[Saved entries]
○ ○ ○ ○
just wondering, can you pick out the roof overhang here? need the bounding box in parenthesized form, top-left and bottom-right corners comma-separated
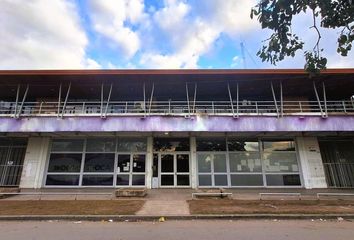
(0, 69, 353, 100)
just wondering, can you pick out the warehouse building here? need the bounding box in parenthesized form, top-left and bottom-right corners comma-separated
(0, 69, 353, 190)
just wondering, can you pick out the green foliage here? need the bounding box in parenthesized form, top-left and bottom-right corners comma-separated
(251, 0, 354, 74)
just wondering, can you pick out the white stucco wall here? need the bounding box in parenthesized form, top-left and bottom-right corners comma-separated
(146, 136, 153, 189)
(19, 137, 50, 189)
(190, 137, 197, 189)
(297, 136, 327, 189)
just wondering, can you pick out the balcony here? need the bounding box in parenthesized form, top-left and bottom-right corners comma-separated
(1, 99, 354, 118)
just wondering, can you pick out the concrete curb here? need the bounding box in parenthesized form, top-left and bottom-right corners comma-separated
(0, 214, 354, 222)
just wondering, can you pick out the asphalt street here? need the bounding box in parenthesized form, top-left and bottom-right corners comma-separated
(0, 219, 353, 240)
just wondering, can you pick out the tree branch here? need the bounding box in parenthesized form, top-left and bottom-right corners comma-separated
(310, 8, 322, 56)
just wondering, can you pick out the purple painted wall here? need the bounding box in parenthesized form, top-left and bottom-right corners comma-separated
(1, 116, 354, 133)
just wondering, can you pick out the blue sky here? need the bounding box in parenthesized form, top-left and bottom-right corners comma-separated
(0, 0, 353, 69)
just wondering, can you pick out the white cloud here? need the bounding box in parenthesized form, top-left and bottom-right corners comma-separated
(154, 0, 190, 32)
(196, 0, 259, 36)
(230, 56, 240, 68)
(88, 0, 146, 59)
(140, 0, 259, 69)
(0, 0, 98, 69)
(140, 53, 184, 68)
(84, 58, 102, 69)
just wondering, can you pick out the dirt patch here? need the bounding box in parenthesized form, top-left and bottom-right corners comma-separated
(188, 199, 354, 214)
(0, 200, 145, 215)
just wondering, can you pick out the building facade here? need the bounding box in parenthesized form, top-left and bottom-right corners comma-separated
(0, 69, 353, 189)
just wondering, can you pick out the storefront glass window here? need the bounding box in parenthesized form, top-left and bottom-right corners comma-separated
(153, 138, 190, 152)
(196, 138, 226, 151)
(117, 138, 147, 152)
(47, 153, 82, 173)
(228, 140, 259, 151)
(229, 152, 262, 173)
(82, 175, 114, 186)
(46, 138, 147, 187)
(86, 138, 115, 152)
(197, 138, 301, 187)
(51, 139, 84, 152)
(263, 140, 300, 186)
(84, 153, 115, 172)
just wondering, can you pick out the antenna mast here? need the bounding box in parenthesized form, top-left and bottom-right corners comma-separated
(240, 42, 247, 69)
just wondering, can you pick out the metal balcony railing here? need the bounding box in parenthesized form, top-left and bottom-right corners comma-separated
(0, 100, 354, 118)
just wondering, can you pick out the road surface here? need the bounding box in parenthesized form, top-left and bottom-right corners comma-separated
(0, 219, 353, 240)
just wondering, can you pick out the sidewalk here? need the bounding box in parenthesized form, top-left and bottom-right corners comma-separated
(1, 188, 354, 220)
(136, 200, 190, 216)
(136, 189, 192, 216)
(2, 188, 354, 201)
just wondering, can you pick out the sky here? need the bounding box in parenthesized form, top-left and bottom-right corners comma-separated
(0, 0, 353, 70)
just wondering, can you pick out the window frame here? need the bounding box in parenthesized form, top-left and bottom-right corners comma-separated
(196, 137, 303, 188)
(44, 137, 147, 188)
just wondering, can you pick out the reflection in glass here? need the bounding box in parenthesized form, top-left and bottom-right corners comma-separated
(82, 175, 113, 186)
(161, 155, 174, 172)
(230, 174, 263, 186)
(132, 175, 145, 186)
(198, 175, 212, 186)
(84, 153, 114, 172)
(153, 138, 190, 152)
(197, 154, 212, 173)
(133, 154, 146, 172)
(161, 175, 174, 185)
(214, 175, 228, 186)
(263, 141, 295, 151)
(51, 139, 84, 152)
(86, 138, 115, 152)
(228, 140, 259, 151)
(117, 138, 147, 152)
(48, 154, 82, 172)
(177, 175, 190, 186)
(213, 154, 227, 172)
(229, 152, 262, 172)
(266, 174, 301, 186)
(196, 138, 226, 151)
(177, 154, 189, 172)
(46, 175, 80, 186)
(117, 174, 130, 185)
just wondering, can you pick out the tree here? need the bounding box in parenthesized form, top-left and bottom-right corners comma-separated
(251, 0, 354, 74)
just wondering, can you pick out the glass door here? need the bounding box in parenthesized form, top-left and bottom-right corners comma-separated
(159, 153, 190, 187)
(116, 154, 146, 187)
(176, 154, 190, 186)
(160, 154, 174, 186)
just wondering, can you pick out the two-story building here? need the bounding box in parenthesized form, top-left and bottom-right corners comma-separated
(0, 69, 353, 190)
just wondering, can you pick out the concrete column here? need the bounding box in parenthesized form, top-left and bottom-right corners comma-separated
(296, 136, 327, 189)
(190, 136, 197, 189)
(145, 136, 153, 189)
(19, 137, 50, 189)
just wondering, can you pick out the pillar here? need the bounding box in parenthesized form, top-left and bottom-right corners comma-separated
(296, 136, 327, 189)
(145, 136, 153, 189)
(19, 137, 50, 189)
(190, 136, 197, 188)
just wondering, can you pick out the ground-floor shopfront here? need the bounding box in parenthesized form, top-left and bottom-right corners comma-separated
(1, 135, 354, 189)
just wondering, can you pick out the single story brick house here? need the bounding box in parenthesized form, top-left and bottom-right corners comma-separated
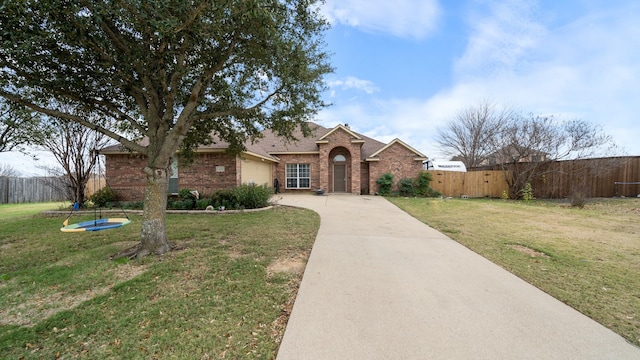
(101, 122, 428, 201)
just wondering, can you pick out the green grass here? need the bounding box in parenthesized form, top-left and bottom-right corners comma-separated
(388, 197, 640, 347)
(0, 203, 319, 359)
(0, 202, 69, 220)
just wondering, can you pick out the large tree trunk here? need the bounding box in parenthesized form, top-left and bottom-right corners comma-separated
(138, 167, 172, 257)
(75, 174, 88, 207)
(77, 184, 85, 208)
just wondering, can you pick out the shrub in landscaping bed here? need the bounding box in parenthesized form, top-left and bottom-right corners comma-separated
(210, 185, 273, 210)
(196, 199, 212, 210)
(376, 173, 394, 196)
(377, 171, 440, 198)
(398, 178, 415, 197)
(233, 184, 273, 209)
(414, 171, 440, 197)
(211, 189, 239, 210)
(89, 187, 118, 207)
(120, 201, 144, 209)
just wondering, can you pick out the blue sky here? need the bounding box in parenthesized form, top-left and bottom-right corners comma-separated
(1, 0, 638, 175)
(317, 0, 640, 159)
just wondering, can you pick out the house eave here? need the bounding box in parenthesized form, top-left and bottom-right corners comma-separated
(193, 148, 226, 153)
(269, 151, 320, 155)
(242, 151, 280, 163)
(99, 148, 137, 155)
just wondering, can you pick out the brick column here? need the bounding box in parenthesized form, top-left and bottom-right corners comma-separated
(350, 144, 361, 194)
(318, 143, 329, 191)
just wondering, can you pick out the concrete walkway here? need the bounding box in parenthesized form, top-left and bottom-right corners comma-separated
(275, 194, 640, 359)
○ ○ ○ ○
Reproduce every line above as written, skipping pictures.

> SOLUTION TO THE PROBLEM
just wondering, can you pick out the roof overhang here? need the bounding box in parenthesized form, top-left and bottom-right corners comma-separated
(0, 69, 353, 100)
just wondering, can you pick out the warehouse building here? need the bounding box in parenthesized form, top-left and bottom-right corners comma-separated
(0, 69, 353, 190)
just wondering, can you pick out the green foliage here? need the bounding box in parenthesized form, top-left and bottom-right corners comma-separated
(251, 0, 354, 74)
just wondering, can you pick out the white stucco wall here? need the bounding box in parenthesized form, top-left and bottom-right corners comma-separated
(146, 136, 153, 189)
(19, 137, 50, 189)
(190, 137, 197, 189)
(297, 136, 327, 189)
just wondering, can you pick out the balcony here? need the bounding box in parenthesized form, top-left and bottom-right corners comma-separated
(1, 99, 354, 118)
just wondering, can you pick out the concrete curb here? need the bounding box in parenthesized form, top-left and bottom-right corners comma-separated
(0, 214, 354, 222)
just wondering, can you pick out the asphalt street here? need the bounding box in parenthesized form, top-left and bottom-right corners comma-separated
(0, 219, 353, 240)
just wondering, can you pick out the tree branch here? need the bounding box in parenthesized form, top-left and bottom-right corners comma-separated
(310, 8, 322, 56)
just wondering, can you pick out the purple painted wall here? need the bounding box in parenthesized form, top-left and bottom-right corners comma-separated
(1, 116, 354, 133)
just wondering, can you pick out the blue sky here? need the bounding box in parenthesized form, top-left and bottom-right corners comma-separated
(0, 0, 353, 69)
just wondering, can you pick out the white cloud here? need the bounding box in parenthesized form, top-left and bottom-right corners comma-separated
(154, 0, 190, 32)
(196, 0, 259, 36)
(230, 56, 240, 68)
(88, 0, 146, 59)
(140, 0, 259, 69)
(0, 0, 98, 69)
(140, 53, 184, 68)
(84, 58, 102, 69)
just wondering, can you pick out the dirt patch here? need the bounding box in parenthesized form, top-left and bottom-right corners comma-separated
(188, 199, 354, 214)
(0, 200, 145, 215)
just wondering, can you pick out the building facade here? need the bounding box in parenthesized form, top-left and bottom-right corners comma-separated
(0, 69, 353, 189)
just wondering, can you pick out the storefront glass window here? need the bounding box in parenthesized form, top-left and bottom-right corners comma-separated
(153, 138, 190, 152)
(196, 138, 226, 151)
(117, 138, 147, 152)
(47, 153, 82, 173)
(228, 140, 259, 151)
(229, 152, 262, 173)
(82, 175, 114, 186)
(46, 138, 147, 187)
(86, 138, 115, 152)
(197, 138, 301, 187)
(51, 139, 84, 152)
(263, 140, 300, 186)
(84, 153, 115, 172)
just wondering, can you pick out the antenna mast here? need the bounding box in parenthesized form, top-left and bottom-right corners comma-separated
(240, 42, 247, 69)
just wondering, can you pick out the metal balcony railing here? need the bounding box in parenthesized form, top-left and bottom-right corners comma-separated
(0, 100, 354, 118)
just wondering, can you pick out the road surface here? need the bounding box in parenthesized form, top-left and bottom-right corners comma-separated
(0, 219, 353, 240)
just wondering, can you pick out the sidewalk here? need the bounding box in parenthesized form, top-left and bottom-right corners comma-separated
(1, 188, 354, 220)
(136, 200, 190, 216)
(136, 189, 192, 216)
(2, 188, 354, 201)
just wondering, can you pick out the sky here? need the bounding box in parenthesized form, top-left and bottom-right corners comma-separated
(0, 0, 353, 70)
just wondering, can you pick out the window frame here? need the bounding box in parenthesized form, top-left and bottom-right corners comma-separated
(196, 137, 303, 188)
(44, 137, 147, 188)
just wondering, can you pick out the reflection in glass here? need the bounding box in parenthesized form, top-left and bottom-right corners comma-separated
(82, 175, 113, 186)
(161, 155, 174, 172)
(230, 174, 263, 186)
(132, 175, 145, 186)
(198, 175, 212, 186)
(84, 153, 114, 172)
(153, 138, 190, 152)
(197, 154, 212, 173)
(133, 154, 146, 172)
(161, 175, 174, 185)
(214, 175, 228, 186)
(263, 141, 295, 151)
(51, 139, 84, 152)
(86, 138, 115, 152)
(228, 140, 259, 151)
(117, 138, 147, 152)
(48, 154, 82, 172)
(177, 175, 190, 186)
(213, 154, 227, 172)
(229, 152, 262, 172)
(266, 174, 301, 186)
(196, 138, 226, 151)
(177, 154, 189, 172)
(46, 175, 80, 186)
(117, 174, 130, 185)
just wondering, can you pick out the tree here? need the bounding box in parenthesized form, top-left and bottom-right corners comma-separated
(251, 0, 354, 74)
just wondering, can you pick out the glass door here? need the bounding box in parenthesized form, top-left and bottom-right corners comma-separated
(159, 153, 190, 187)
(116, 154, 146, 187)
(176, 154, 190, 186)
(160, 154, 174, 186)
just wondering, can you pick out the two-story building here? need the bounding box in parenthesized form, top-left and bottom-right corners comma-separated
(0, 69, 353, 190)
just wondering, can you pick out the concrete column here? need the bounding box in parenthesized form, top-left and bottom-right corners comma-separated
(296, 136, 327, 189)
(190, 136, 197, 189)
(145, 136, 153, 189)
(19, 137, 50, 189)
just wondering, can you pick out the pillar here? need the bounding box in parenthesized form, top-left and bottom-right corners comma-separated
(296, 136, 327, 189)
(145, 136, 153, 189)
(19, 137, 50, 189)
(190, 136, 197, 188)
just wondering, can you pick out the ground-floor shopfront here? need the bounding box in parenthesized form, top-left and bottom-right corners comma-separated
(1, 135, 354, 189)
just wondering, can you pick out the single story brick house here? need the bounding box in parenthesized form, top-left and bottom-right corners comma-separated
(101, 122, 428, 201)
just wondering, can you pick out the green grass here? need the bounding box in parenthesized form, top-left and bottom-right corners comma-separated
(388, 197, 640, 347)
(0, 203, 319, 359)
(0, 202, 69, 220)
just wondering, can you pick out the large tree trunk here? need the bounding box in parenthesized form, top-left and bottom-right corners comma-separated
(138, 167, 172, 257)
(75, 174, 88, 207)
(77, 184, 85, 208)
just wondering, can you pick out the shrub in landscaping bed here? need the bounding box in parenthesized form, top-left and bottom-right corners comma-separated
(210, 185, 273, 210)
(196, 199, 212, 210)
(376, 173, 394, 196)
(377, 171, 440, 198)
(398, 178, 415, 197)
(233, 184, 273, 209)
(414, 171, 440, 197)
(211, 189, 239, 210)
(89, 187, 118, 207)
(120, 201, 144, 209)
just wondering, can you pick out the blue sky here? need the bounding box in parenthesized form, top-left and bottom-right corners comma-separated
(1, 0, 638, 175)
(317, 0, 640, 159)
just wondering, can you pick out the house eave here? need the bounding box in parenthesized form, top-left and bottom-right corners comma-separated
(193, 148, 226, 153)
(269, 151, 320, 155)
(242, 151, 280, 163)
(99, 148, 137, 155)
just wondering, can you pick out the brick column here? need the bounding box in parenthesized form, top-left and bottom-right corners comma-separated
(350, 144, 361, 194)
(318, 143, 329, 191)
just wondering, can you pick out the concrete walkway here? need the bounding box in parenthesized form, top-left and bottom-right corners comma-separated
(275, 194, 640, 359)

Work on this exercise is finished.